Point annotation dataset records
>> START
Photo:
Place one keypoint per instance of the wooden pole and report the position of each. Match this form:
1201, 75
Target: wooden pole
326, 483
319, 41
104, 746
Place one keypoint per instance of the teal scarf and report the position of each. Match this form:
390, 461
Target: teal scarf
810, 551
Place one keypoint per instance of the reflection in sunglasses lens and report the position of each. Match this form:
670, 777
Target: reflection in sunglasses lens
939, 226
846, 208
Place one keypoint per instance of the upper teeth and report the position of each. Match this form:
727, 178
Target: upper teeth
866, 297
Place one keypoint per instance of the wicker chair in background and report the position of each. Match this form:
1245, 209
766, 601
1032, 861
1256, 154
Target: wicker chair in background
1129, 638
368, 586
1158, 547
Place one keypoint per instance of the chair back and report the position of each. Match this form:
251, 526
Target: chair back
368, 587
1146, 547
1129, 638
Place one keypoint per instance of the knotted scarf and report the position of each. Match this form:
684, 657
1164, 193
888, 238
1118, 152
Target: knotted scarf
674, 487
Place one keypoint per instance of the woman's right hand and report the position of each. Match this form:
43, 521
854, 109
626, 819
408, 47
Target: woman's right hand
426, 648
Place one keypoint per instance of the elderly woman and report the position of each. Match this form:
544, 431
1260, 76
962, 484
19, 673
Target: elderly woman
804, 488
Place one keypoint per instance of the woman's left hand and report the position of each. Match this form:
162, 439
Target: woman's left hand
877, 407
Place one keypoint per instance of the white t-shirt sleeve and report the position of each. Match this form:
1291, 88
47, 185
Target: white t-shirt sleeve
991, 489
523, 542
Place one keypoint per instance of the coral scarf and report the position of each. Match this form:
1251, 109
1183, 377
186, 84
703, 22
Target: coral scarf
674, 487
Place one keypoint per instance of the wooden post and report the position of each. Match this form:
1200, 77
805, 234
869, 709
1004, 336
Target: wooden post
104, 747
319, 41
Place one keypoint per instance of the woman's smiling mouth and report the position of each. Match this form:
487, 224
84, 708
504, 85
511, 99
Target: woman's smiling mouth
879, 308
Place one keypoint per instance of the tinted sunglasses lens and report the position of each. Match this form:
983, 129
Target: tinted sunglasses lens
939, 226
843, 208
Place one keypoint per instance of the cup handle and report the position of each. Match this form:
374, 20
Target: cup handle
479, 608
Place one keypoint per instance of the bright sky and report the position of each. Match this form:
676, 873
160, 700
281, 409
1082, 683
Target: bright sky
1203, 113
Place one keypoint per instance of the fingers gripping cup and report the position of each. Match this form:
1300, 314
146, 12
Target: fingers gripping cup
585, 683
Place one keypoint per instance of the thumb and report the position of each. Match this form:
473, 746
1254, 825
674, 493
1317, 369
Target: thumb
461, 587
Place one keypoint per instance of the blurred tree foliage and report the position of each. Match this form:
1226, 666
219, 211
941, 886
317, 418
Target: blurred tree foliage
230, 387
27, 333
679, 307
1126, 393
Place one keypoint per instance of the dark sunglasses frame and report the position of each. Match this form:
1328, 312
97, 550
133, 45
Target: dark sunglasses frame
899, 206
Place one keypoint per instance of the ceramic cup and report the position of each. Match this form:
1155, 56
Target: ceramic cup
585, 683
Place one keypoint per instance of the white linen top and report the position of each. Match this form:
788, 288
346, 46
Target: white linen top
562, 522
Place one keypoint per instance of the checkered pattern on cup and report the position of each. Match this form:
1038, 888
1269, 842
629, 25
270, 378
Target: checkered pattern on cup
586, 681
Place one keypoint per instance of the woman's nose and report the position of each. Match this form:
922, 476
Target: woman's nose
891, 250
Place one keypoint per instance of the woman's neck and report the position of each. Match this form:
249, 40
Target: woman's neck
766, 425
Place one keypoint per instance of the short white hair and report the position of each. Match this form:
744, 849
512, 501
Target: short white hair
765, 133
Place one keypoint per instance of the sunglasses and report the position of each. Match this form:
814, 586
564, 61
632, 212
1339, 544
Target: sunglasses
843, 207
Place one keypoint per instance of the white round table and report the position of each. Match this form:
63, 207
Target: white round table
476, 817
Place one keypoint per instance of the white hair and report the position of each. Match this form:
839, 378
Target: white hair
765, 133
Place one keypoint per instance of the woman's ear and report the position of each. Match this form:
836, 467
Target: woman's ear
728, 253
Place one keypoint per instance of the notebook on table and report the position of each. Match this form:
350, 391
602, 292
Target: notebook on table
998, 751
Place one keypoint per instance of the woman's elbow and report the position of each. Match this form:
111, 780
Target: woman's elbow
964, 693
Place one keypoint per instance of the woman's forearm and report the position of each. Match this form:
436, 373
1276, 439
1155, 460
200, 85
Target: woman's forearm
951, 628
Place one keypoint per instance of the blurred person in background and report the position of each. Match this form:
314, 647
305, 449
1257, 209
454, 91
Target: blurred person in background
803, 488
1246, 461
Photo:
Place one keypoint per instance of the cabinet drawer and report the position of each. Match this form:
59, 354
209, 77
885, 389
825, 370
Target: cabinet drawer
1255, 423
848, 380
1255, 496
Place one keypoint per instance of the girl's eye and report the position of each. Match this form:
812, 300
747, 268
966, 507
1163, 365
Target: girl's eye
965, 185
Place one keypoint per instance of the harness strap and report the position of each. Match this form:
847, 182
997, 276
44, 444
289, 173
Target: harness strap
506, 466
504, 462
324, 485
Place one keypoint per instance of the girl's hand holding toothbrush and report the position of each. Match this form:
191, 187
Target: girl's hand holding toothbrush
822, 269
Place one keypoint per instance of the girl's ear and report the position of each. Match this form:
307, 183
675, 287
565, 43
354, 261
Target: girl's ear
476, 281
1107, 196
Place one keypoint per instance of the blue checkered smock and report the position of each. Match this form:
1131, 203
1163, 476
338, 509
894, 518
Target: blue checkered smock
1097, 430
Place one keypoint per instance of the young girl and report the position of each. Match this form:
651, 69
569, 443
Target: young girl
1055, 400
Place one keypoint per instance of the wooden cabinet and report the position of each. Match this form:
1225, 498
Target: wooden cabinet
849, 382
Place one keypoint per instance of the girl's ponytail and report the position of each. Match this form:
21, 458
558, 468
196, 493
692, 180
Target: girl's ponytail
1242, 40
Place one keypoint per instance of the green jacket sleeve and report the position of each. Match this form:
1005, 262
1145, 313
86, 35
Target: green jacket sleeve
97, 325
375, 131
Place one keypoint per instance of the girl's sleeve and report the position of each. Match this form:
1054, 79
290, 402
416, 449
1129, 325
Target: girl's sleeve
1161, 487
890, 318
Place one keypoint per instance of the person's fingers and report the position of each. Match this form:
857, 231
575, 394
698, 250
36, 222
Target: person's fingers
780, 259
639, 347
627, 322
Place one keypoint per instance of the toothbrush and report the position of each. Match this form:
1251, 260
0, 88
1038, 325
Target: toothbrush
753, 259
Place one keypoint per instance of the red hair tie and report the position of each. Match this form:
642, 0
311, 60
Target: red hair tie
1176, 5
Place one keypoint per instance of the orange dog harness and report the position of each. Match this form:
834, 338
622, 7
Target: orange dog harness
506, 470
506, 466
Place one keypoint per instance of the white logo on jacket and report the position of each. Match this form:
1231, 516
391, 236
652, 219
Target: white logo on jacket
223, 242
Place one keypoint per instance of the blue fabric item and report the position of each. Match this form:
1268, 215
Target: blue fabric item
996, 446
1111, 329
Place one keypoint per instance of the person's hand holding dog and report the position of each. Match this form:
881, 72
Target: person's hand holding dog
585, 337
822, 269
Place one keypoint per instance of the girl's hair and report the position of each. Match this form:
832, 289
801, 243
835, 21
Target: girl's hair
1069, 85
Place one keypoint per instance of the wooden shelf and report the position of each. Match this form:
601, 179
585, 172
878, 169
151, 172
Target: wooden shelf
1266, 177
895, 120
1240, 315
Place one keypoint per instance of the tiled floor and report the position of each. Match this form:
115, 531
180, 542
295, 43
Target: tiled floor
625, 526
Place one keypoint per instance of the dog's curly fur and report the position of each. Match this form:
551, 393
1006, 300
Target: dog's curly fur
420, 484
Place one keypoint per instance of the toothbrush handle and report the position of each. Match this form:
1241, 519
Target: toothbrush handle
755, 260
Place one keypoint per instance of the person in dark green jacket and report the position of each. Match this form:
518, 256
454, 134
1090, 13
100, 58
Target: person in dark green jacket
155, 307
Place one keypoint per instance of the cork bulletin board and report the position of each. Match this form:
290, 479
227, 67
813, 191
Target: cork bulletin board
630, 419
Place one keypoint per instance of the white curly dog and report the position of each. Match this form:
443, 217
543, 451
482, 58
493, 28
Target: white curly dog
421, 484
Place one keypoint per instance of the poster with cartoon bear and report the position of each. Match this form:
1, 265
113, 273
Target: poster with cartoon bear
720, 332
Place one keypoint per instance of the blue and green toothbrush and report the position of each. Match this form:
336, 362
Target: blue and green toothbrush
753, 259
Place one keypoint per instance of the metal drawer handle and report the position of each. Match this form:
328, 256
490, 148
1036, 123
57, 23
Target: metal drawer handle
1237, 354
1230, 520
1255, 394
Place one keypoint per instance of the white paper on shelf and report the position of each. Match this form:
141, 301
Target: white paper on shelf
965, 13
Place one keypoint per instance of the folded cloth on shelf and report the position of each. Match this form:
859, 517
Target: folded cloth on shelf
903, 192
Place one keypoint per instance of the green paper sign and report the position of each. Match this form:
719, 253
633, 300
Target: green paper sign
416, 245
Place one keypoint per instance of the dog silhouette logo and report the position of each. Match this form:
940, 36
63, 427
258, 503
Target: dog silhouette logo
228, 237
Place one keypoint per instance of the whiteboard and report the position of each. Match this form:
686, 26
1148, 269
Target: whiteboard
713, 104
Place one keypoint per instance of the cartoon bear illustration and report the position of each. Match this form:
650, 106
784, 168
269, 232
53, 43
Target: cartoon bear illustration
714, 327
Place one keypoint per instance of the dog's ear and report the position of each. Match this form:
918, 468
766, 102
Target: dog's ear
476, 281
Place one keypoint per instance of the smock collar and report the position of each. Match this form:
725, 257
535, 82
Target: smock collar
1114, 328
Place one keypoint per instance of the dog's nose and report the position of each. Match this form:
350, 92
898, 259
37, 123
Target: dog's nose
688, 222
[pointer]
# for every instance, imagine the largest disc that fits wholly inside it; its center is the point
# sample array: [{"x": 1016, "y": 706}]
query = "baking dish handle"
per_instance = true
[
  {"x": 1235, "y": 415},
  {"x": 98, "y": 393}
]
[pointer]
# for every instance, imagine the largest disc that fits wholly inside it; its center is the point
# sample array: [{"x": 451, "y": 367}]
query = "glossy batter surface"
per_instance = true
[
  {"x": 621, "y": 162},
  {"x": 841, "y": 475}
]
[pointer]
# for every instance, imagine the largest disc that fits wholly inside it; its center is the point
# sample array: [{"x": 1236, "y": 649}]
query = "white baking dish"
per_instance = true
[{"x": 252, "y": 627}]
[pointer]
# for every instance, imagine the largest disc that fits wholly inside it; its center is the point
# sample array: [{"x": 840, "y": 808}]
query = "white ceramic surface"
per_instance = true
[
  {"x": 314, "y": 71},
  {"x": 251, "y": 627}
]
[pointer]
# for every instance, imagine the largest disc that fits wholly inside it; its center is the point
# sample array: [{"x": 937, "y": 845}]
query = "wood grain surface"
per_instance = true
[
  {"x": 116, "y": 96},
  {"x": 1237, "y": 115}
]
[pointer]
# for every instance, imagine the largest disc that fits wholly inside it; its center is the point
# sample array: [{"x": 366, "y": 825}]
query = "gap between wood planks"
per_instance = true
>> END
* WRITTEN REQUEST
Copy only this span: the line that contains "Place one keypoint per instance of the smock", the last line, and every line between them.

* WRITTEN ANSWER
Place one keypoint per instance of the smock collar and report the position of each. Match this form:
725, 257
535, 82
Target: smock collar
1114, 328
Place one keypoint per instance of the dog's nose and report the position of each. Match this form:
350, 92
898, 259
37, 123
Target: dog's nose
688, 222
[pointer]
# for every instance, imagine the largest disc that fits wholly inside it; its center is the point
# sample array: [{"x": 1016, "y": 706}]
query = "baking dish handle"
per_instance = true
[
  {"x": 1235, "y": 415},
  {"x": 98, "y": 393}
]
[pointer]
# for every instance, imagine the largest disc that fits wholly inside it; its center is the point
# sample array: [{"x": 451, "y": 367}]
query = "glossy batter surface"
per_instance = true
[
  {"x": 621, "y": 162},
  {"x": 841, "y": 475}
]
[pointer]
# for every instance, imagine the largest disc that fits wholly inside it; its center is the point
# sample array: [{"x": 1236, "y": 649}]
query = "white baking dish"
per_instance = true
[{"x": 252, "y": 627}]
[pointer]
# for every instance, imagine the largest disc that fits wholly inside it; its center is the point
# sample array: [{"x": 840, "y": 808}]
query = "white ceramic surface"
per_instance = true
[
  {"x": 314, "y": 71},
  {"x": 251, "y": 627}
]
[pointer]
# for every instance, imagine the largest disc that fits wholly inside it; its center is the point
# sample array: [{"x": 937, "y": 845}]
query = "wood grain surface"
per_instance = true
[
  {"x": 116, "y": 96},
  {"x": 1237, "y": 115}
]
[pointer]
# for every instance, imagine the largest disc that fits wholly inside it; its center is the point
# sample array: [{"x": 366, "y": 825}]
query = "gap between wood planks"
per_instance = true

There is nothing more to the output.